_WRITTEN INSTRUCTION_. Turn the entries into a numbered list of lines, from their first line through the line that contains "point(941, 84)", with both ends included. Skip any blank lines and leave out the pictures.

Start

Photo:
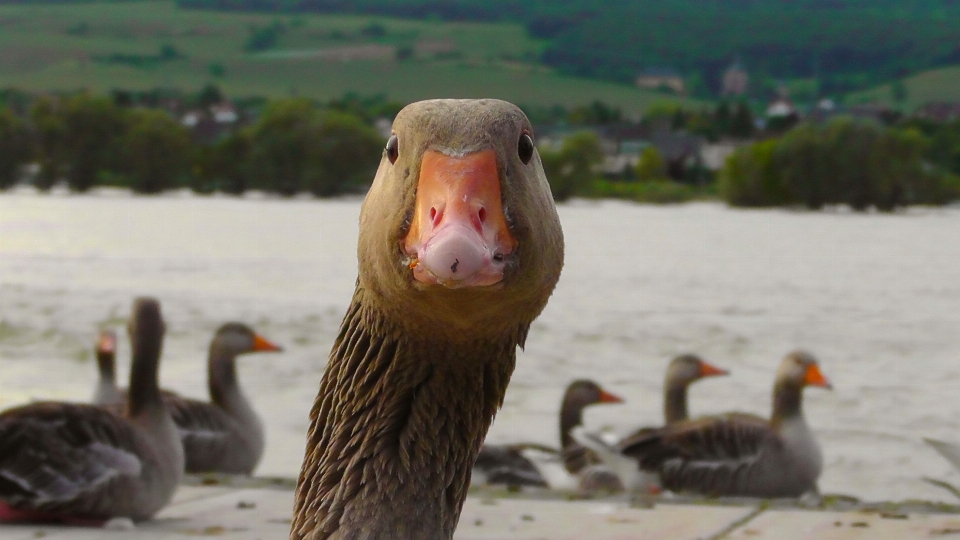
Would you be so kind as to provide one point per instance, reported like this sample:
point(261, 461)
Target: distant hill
point(843, 44)
point(141, 45)
point(941, 84)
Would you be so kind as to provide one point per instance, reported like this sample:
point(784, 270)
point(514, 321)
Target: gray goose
point(739, 454)
point(506, 464)
point(106, 351)
point(224, 435)
point(682, 371)
point(82, 464)
point(460, 247)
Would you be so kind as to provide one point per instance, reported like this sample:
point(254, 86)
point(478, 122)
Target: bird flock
point(460, 248)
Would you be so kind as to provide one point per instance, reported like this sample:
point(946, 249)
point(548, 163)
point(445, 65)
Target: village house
point(659, 79)
point(735, 80)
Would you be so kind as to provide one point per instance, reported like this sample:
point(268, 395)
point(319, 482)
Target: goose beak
point(459, 235)
point(607, 397)
point(261, 344)
point(709, 370)
point(814, 377)
point(107, 343)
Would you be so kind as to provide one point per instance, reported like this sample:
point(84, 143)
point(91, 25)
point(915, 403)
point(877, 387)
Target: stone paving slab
point(811, 525)
point(248, 512)
point(520, 519)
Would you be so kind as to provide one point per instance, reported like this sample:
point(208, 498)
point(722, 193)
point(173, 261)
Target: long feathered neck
point(106, 361)
point(674, 402)
point(395, 430)
point(787, 401)
point(144, 389)
point(571, 416)
point(222, 374)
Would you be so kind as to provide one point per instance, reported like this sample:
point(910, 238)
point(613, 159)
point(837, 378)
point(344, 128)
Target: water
point(875, 297)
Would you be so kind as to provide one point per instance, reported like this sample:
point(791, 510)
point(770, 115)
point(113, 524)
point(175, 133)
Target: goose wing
point(207, 432)
point(716, 455)
point(67, 458)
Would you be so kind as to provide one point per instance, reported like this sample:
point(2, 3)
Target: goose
point(460, 247)
point(531, 464)
point(106, 390)
point(82, 464)
point(224, 435)
point(682, 371)
point(739, 454)
point(951, 452)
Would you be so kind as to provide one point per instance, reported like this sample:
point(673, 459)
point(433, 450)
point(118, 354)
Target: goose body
point(739, 454)
point(682, 371)
point(533, 465)
point(225, 434)
point(460, 247)
point(80, 463)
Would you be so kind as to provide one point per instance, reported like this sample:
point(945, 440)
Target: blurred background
point(814, 146)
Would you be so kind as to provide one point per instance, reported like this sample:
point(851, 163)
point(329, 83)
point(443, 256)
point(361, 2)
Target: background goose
point(83, 464)
point(223, 435)
point(682, 371)
point(534, 465)
point(106, 352)
point(460, 247)
point(739, 454)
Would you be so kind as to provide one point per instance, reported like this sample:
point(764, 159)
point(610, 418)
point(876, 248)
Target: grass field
point(147, 44)
point(934, 85)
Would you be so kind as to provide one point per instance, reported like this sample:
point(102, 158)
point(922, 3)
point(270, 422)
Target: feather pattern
point(66, 461)
point(738, 454)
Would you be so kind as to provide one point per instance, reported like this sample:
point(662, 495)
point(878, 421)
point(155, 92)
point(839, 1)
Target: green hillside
point(844, 44)
point(142, 45)
point(934, 85)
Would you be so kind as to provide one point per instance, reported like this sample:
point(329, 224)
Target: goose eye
point(393, 149)
point(525, 148)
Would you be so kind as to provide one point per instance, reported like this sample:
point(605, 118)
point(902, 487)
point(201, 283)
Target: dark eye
point(525, 148)
point(393, 149)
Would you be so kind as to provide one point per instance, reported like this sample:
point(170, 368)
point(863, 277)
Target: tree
point(91, 126)
point(226, 164)
point(899, 92)
point(209, 95)
point(347, 153)
point(283, 142)
point(157, 150)
point(741, 124)
point(651, 166)
point(723, 116)
point(572, 168)
point(51, 140)
point(15, 147)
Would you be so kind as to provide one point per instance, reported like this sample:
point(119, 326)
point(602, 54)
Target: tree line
point(846, 161)
point(86, 140)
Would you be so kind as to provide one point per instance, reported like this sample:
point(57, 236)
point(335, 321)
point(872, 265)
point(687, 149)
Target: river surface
point(875, 297)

End

_SOLUTION BELOW_.
1. Photo:
2. Would you be so kind as to provide one point per instance, reported like this sample:
3. point(261, 461)
4. Target: distant hill
5. point(843, 44)
6. point(141, 45)
7. point(941, 84)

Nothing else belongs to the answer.